→ Material for this exercise:
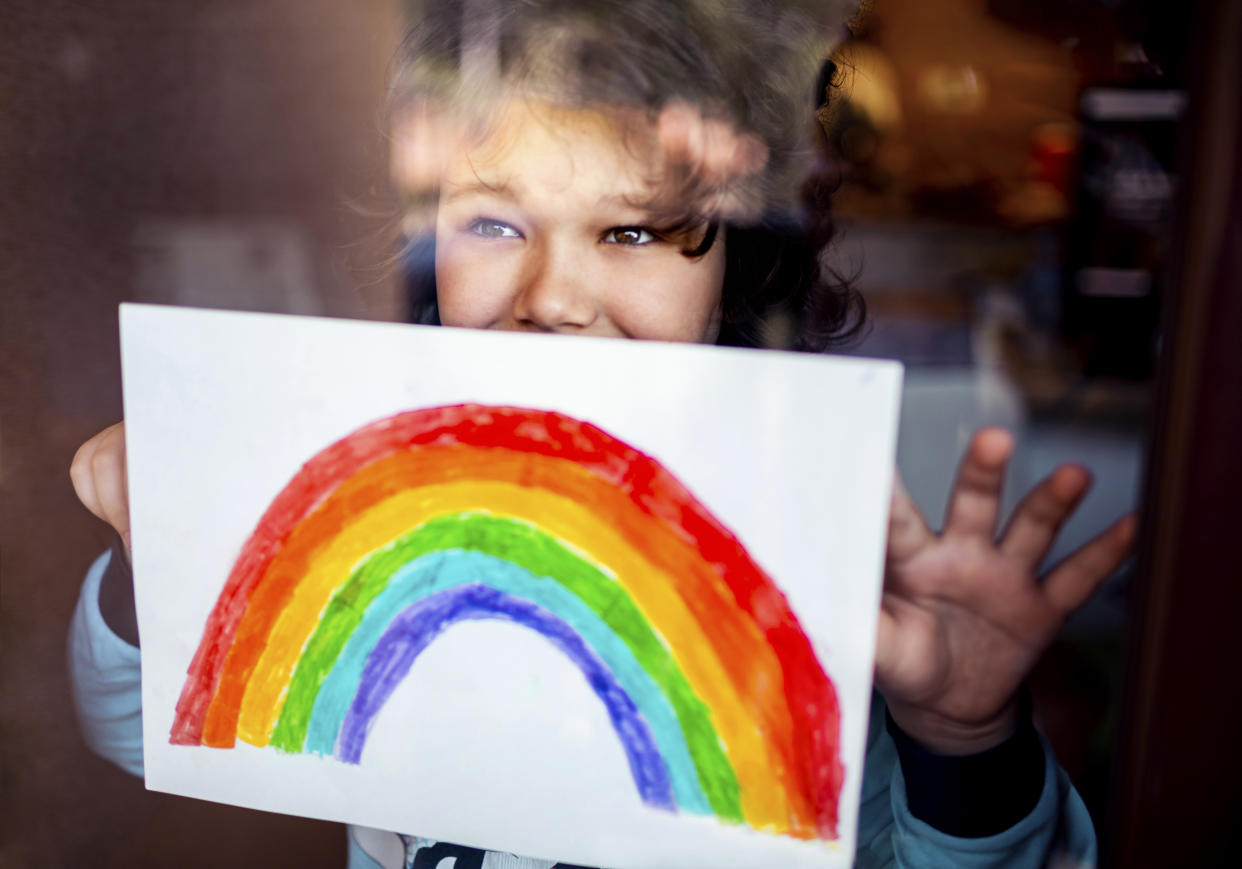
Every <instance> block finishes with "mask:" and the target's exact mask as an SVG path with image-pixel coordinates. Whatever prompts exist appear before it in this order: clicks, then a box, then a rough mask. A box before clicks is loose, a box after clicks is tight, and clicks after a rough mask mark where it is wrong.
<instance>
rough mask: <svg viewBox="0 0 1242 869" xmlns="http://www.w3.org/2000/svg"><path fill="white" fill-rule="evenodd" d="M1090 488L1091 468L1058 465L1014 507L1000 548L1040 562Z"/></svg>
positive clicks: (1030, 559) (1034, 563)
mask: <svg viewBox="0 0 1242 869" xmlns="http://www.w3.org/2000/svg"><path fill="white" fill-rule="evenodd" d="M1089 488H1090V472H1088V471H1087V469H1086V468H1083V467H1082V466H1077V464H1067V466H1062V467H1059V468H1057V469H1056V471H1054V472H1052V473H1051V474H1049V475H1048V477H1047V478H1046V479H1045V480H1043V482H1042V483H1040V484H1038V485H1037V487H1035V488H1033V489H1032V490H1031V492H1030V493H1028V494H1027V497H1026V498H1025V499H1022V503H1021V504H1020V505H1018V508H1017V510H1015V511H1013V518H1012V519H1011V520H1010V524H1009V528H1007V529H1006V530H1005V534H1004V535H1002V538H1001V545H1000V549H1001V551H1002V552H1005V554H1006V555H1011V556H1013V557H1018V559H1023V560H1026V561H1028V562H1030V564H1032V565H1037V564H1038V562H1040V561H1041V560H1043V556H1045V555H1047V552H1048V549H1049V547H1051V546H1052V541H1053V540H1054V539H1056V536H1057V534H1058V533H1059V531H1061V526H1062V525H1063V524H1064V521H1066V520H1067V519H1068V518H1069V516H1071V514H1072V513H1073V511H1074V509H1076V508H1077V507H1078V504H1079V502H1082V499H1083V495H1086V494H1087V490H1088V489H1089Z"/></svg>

---

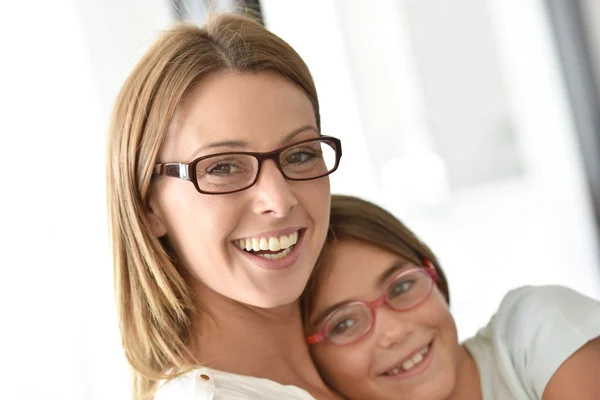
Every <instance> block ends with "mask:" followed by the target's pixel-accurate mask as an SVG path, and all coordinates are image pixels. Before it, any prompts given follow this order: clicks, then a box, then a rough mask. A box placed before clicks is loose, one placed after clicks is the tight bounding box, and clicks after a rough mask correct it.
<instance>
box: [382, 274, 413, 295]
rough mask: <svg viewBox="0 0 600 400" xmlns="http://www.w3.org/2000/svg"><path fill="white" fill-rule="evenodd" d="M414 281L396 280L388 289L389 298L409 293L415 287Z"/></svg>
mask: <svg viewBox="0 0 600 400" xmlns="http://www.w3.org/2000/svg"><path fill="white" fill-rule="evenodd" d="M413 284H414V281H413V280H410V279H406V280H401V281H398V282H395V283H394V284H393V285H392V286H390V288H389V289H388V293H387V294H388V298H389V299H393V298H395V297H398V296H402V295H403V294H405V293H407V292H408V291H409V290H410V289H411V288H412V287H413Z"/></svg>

→ Work item: Please give back, exactly as it stands above, the stretch from the line with "Every <instance> block finishes" through the line with "488L1091 468L1058 465L1014", and no line outside it.

→ Response to the exercise:
Every <instance> block finishes with "mask:" and the target's exact mask as an SVG path with image-pixel coordinates. Whatever prompts exist appear before it in this order: clicks, then a box, then a rough mask. A box before clicks is loose, a box after clicks is tight, and clicks after a rough mask mark where it is wrong.
<instance>
rough mask: <svg viewBox="0 0 1242 869" xmlns="http://www.w3.org/2000/svg"><path fill="white" fill-rule="evenodd" d="M1090 488L1091 468L1058 465L1014 507L1000 548L1040 562Z"/></svg>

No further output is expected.